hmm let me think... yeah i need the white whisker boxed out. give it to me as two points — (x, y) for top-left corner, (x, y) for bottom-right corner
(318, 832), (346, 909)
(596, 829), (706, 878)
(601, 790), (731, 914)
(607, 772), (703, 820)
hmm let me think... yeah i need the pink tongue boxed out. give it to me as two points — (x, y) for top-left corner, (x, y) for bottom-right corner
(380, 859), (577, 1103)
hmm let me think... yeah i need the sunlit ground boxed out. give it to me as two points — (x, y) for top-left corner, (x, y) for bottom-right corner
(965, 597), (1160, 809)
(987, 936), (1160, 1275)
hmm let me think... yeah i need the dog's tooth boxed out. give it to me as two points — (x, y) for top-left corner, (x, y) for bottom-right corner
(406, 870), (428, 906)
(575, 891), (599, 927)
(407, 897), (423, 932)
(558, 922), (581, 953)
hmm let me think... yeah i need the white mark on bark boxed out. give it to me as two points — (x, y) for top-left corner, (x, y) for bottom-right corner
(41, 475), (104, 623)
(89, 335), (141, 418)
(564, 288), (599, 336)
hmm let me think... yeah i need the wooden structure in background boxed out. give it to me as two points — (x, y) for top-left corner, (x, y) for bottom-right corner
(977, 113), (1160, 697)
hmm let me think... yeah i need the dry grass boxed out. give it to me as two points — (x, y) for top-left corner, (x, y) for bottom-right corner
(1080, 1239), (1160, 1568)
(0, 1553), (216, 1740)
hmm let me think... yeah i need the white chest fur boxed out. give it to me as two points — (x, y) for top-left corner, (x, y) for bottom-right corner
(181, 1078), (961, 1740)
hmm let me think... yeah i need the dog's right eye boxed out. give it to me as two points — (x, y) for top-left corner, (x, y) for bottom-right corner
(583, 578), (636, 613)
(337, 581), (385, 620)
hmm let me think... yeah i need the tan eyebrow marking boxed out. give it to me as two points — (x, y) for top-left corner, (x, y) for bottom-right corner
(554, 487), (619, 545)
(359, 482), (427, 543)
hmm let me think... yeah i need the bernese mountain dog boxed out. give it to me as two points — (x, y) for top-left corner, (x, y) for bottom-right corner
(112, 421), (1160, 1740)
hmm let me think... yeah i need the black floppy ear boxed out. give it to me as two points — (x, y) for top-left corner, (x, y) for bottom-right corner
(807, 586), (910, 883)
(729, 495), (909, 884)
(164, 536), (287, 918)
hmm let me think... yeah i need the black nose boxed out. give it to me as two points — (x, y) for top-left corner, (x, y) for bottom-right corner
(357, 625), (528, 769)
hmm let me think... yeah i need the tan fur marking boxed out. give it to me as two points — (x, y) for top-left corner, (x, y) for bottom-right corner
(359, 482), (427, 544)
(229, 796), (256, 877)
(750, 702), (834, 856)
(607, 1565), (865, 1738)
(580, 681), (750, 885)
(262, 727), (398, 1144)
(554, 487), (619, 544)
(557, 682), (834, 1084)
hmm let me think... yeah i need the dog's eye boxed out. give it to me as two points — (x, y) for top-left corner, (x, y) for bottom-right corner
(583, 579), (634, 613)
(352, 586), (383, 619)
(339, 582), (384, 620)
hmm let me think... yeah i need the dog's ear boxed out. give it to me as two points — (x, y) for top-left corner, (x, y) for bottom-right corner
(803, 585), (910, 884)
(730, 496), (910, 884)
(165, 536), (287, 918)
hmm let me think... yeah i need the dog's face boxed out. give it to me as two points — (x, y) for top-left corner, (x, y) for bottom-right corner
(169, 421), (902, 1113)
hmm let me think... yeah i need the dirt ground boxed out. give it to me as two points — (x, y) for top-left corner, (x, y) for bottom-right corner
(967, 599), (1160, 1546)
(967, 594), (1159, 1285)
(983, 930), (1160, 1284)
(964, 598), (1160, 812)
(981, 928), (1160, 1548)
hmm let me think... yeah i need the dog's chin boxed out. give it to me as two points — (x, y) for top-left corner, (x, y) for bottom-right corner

» **TASK DETAILS**: Without any alteration, the preceding material should be retyped in full.

» **EXERCISE SOLUTION**:
hmm let me think... yeah i need the white whisker boxed out. give it to me as two points — (x, y) for top-left corner, (x, y) for bottom-right corner
(318, 832), (346, 909)
(596, 829), (706, 878)
(601, 790), (731, 914)
(607, 772), (703, 820)
hmm let me think... yeah i need the pink tongue boxed out. give it to me as two points — (x, y) for top-left corner, (x, y) for bottom-right corner
(380, 859), (577, 1103)
hmm let me think... yeah i need the sunlit ground boxed out. give it to me as two points — (x, y) for top-left corner, (x, y) for bottom-right corner
(965, 597), (1160, 809)
(987, 936), (1160, 1275)
hmm let me think... yeah i need the dog's tooth boxed out. give it to me as two points — (x, y) for top-left corner, (x, y) for bottom-right corner
(406, 870), (428, 906)
(575, 891), (599, 927)
(407, 897), (423, 932)
(558, 922), (581, 953)
hmm let me think... yeah i need the white mark on bark boxed out. give it to me as two points — (x, y) for top-left corner, (x, y) for bottom-right corner
(41, 475), (104, 623)
(89, 335), (141, 418)
(564, 288), (599, 336)
hmm let me think... yeah i need the wooden structure in background boxed out. give it to me as two points — (x, y) for top-left corner, (x, y) for bottom-right corner
(977, 113), (1160, 697)
hmm let me think... yeah i need the dry grass boxed out. give it to me as two points — (x, y) for top-left corner, (x, y) for bottom-right corner
(1080, 1239), (1160, 1568)
(0, 1553), (216, 1740)
hmm let me think... yeah i need the white chest fur boxed out. give it to me as two points — (x, y) for top-left corner, (x, y) for bottom-right corner
(181, 1078), (961, 1740)
hmm let me think... yeah i need the dog's right eye boxed out. give it to me as two points — (x, y) for top-left corner, (x, y) for bottom-right corner
(583, 578), (636, 613)
(337, 581), (385, 620)
hmm let me think... yeah i need the tan eyebrow marking boxed out. give it to me as two points — (x, y) for top-left corner, (x, y) for bottom-right corner
(554, 487), (619, 545)
(359, 482), (427, 543)
hmm let me think... yeah i need the bernese mountain dog boxed out. give it to me as two points — (x, y) for top-left corner, (x, y) for bottom-right corner
(112, 421), (1160, 1740)
hmm let me think... yeah i need the black floppy ear boxed out. give it to me as two points — (x, y) for top-left corner, (x, y) for bottom-right corner
(807, 586), (910, 883)
(729, 495), (909, 884)
(164, 536), (287, 918)
hmm let me think... yeah i need the black nose boxed out. give it to me as two points — (x, y) for top-left corner, (x, y) for bottom-right corner
(357, 625), (528, 769)
hmm let me think... yeah i need the tan fur marking boxed out. give it to me as two points — (x, y) for top-left corner, (x, y) for bottom-right corner
(359, 482), (427, 544)
(229, 796), (256, 877)
(750, 702), (834, 856)
(607, 1565), (865, 1738)
(580, 681), (750, 885)
(262, 727), (398, 1144)
(554, 487), (619, 544)
(557, 682), (834, 1084)
hmm let me think... yeah i need the dog's eye boxed out. give it to me as two points — (x, y) for top-left corner, (x, y) for bottom-right corner
(583, 579), (634, 613)
(352, 586), (383, 619)
(339, 582), (384, 620)
hmm let me think... yeah i need the dog's ear boxed out. give it to me as two points — (x, y) for top-left corner, (x, y) for bottom-right corner
(803, 585), (910, 884)
(730, 496), (910, 884)
(165, 536), (287, 918)
hmm let me think... yeah i need the dog's face boxed out. give it to me as two points — (x, y) for top-left corner, (x, y) for bottom-right corner
(169, 421), (902, 1113)
hmm let me think... yeah i need the dirt ground boxed out. give it to me as two points — (x, y) for top-left corner, (x, y) for bottom-right corner
(967, 599), (1160, 1546)
(967, 594), (1159, 1285)
(983, 930), (1160, 1284)
(964, 598), (1160, 812)
(981, 928), (1160, 1548)
hmm let me think... yeah i need the dog's chin boxed out. give it to me as two points — (x, y) for top-left corner, (x, y) for bottom-right corner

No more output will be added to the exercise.